▶ _課題の内容_
(a) 米国株市況の記事のうち「米国での物価高を抑えるため」で始まる段落を、主な事実を残した短い箇条書きに直してください。
(b) 米国株市況の記事の最後の文のあとから、その続きを書き進めてください。

▶ _抜粋した文章_
◇ ◇ ◇ ◇

米国株でサキヨミ:アマゾン急落で騒然!FOMC見越した買い銘柄とは!?
株式
Amazonがー14%の急落!金利高で悲観強まる
先週末のNYダウはー939ドル(ー2.77%)安の3万2977ドルで大幅に反落。ハイテク組み込み比率の大きいナスダック株価指数はー536ポイント(ー4.17%)と特に下げが大きかった。
決算発表を終えたアマゾンがー14%と、暴落とも言える下げ幅で終えた。同社が発表した最終損益は7年ぶりの赤字、売上高も予想下振れとあって、投資家の厳しい評価が売りにつながった。
この売りは他のハイテク株の売りにも波及し、先日の決算が好感されていたマイクロソフトがー4%、アップルもー4%とやはり大幅安。こうしたなか、ハイテク株で構成されるナスダック株価指数はー4%の下げを記録した。
もっとも、ハイテクの下げはアマゾン決算だけが原因なわけではなく、もともと今年に入ってから割高感が強まっていることが大本の原因と言える。
米国での物価高を抑えるためFRB(米中銀)は金融引き締めに積極姿勢を示しており、米利上げ観測を背景に先週末の米長期金利(米10年債権利回り)は2.93%という高水準まで上昇した。こうなると、利回りの高い米債権がより買われやすくなり、逆にPERが高すぎて割高感の強いハイテク株などは売られやすくなってくる。そこへ今回のアマゾンの決算が「とどめを刺した」ようなかたちとなった。
こうしたなか、投資家の不安心理を示すとされるVIXは29日に33ポイントまで上昇。VIXが20を超えると市場の不安心理が高まった状態、とされるなかで、この数字は弱気心理に拍車をかけるに十分な水準だ。結果、ハイテクのみならず幅広い銘柄が売られた。
では見通しが悲観一色かというと、そうでもない。理由は今週5月4日にFOMC(米金融政策決定会合)結果判明が控えているためだ。
FOMC後を見越して今買うべき銘柄とは?
今回の5月FOMCでは、物価高抑制のために金融引き締め施策が実行に移される見込みで、米金利は通常の二倍となる0.50%の利上げ、また量的引き締めも行われるというのが市場の見立てだ。
それどころか、今年後半にかけてのFOMCで、より大幅な0.75%の利上げが行われる可能性も取沙汰されており、FOMC後の会見でパウエルFRB議長が、今後に向けてより積極的に金融引き締めを進める意向を示す可能性もある。

◇ ◇ ◇ ◇

▶ _提供データ_
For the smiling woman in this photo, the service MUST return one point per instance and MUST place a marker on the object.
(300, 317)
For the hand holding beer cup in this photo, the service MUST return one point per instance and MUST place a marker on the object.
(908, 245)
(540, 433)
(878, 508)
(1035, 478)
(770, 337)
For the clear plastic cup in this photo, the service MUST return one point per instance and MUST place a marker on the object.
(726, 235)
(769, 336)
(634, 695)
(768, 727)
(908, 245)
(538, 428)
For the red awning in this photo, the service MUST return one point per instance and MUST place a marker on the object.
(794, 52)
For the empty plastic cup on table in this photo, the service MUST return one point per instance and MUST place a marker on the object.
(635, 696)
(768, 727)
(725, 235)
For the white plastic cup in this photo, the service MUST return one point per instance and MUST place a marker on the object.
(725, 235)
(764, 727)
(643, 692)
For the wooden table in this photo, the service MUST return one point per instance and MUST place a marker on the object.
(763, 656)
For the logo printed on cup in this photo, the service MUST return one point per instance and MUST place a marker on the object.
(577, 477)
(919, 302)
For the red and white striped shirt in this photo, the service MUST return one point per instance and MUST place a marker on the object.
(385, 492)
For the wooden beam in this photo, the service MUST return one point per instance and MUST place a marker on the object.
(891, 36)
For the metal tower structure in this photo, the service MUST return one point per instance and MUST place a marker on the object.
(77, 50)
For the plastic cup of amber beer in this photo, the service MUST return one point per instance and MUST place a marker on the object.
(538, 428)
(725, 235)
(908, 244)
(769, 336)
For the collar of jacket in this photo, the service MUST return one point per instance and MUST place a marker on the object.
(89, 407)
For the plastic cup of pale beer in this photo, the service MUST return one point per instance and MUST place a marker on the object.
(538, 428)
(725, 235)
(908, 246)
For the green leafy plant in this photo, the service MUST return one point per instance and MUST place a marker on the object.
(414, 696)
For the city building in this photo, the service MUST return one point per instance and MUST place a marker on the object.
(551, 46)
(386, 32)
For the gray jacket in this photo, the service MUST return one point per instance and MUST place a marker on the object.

◇ ◇ ◇ ◇

▶ _問題の解答_
(a)
- FRB(米中銀)は、米国の物価高を抑えるために金融引き締めに積極的な姿勢を示している。
- 米利上げ観測を背景に、先週末の米長期金利は2.93%という高水準まで上昇した。
- その結果、利回りの高い米債権が買われやすくなり、PERが高く割高感の強いハイテク株などは売られやすくなる。
- そこへ今回のアマゾンの決算が「とどめを刺した」かたちとなった。

(b)
となると、今回のFOMCを経てさらなる金融引き締め観測が強まり、景気下振れ懸念から株売りが加速、と繋がりそうなところだが、市場関係者はむしろその逆の展開を見越す。というのも、FOMC後の会見で、相場の不透明感がひとまず晴れる可能性が高いためだ。
現在の相場は、5月FOMC結果がどのように転ぶかに疑心暗鬼になっている。予想より大幅に金融引き締め姿勢が強まれば株売り、逆に予想より金融引き締め姿勢が後退すれば株は買い直しとなる。ただ、どちらに転ぶかはまだわからない。そして、市場はこうしたリスク、つまり未来の資産価値が変動する可能性を嫌う。
そうなると多くの投資家は、何が起こるかわからない5月FOMCの前にポジションを軽くする。とくに、変動の激しくなる傾向がある資産は手仕舞い売りの傾向が強まる。例えばハイテク株のような高PER株だ。
しかし一方で、5月FOMCを通過し、FRBの引き締め施策の中身や、今後の見通しが明確化すると、「どちらに転ぶかわからない」リスクは低減することになる。すると投資家は安心して先高感の銘柄に買いを入れるようになる。いわゆる「イベント通過後の買い」だ。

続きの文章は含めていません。